Full Text
HIGH COURT OF DELHI
Date of Decision: 24th January, 2017
BIMLA DEVI ..... Appellants
Through: Mr. R.N. Dubey, Advocate
Through: Mr.G.M. Farooqui, Adv.
JUDGMENT
1. The appellant has challenged the order dated 1st March, 2013 whereby her application under Order IX Rule 13 of the Code of Civil Procedure for setting aside of the ex parte decree has been dismissed by the learned Trial Court.
2. The respondent instituted a suit for recovery of Rs.[8] lakh against the appellant on the ground that the appellant agreed to sell property bearing No.B-92, measuring 55 square yards, Gali No.6, Brahampuri, Delhi-110053 to the respondent for total consideration of Rs.9,80,000/- vide agreement to sell dated 12th February, 2007; the respondent paid Rs.[4] lakh to the appellant as earnest money at the time of the agreement and the balance sale consideration was agreed to be paid on or before 30th July, 2007 at the time of the execution of the sale deed; the respondent requested the appellant to visit the office of the Sub-Registrar on 30th July, 2007 and waited there upto 4.00 pm with the balance sale consideration but the appellant did not turn up; the respondent issued a legal notice dated 31st July, 2007; the 2017:DHC:440 respondent made criminal complaints dated 14th September, 2007, 30th August, 2007, 13th September, 2007 and 9th September, 2009 against the appellant to the police, the respondent issued a legal notice dated 21st January, 2010 and thereafter, instituted the suit for recovery.

* [Written request]
Repeat the entire judgment excerpt above word for word. The items come from a different source than the judgment excerpt.

* [Entries shown]
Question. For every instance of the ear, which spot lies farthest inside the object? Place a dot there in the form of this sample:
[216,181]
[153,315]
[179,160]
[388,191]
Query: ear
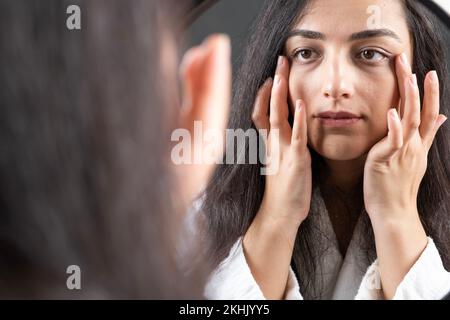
[206,79]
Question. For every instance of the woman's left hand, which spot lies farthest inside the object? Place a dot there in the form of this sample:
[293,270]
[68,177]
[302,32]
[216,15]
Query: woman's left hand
[396,165]
[393,172]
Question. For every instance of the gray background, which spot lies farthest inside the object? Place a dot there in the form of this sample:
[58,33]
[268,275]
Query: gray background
[234,18]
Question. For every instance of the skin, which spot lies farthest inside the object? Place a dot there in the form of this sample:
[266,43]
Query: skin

* [Result below]
Full Text
HIGH COURT OF DELHI
Date of Decision: 24th January, 2017
BIMLA DEVI ..... Appellants
Through: Mr. R.N. Dubey, Advocate
Through: Mr.G.M. Farooqui, Adv.
JUDGMENT
1. The appellant has challenged the order dated 1st March, 2013 whereby her application under Order IX Rule 13 of the Code of Civil Procedure for setting aside of the ex parte decree has been dismissed by the learned Trial Court.
2. The respondent instituted a suit for recovery of Rs.[8] lakh against the appellant on the ground that the appellant agreed to sell property bearing No.B-92, measuring 55 square yards, Gali No.6, Brahampuri, Delhi-110053 to the respondent for total consideration of Rs.9,80,000/- vide agreement to sell dated 12th February, 2007; the respondent paid Rs.[4] lakh to the appellant as earnest money at the time of the agreement and the balance sale consideration was agreed to be paid on or before 30th July, 2007 at the time of the execution of the sale deed; the respondent requested the appellant to visit the office of the Sub-Registrar on 30th July, 2007 and waited there upto 4.00 pm with the balance sale consideration but the appellant did not turn up; the respondent issued a legal notice dated 31st July, 2007; the 2017:DHC:440 respondent made criminal complaints dated 14th September, 2007, 30th August, 2007, 13th September, 2007 and 9th September, 2009 against the appellant to the police, the respondent issued a legal notice dated 21st January, 2010 and thereafter, instituted the suit for recovery.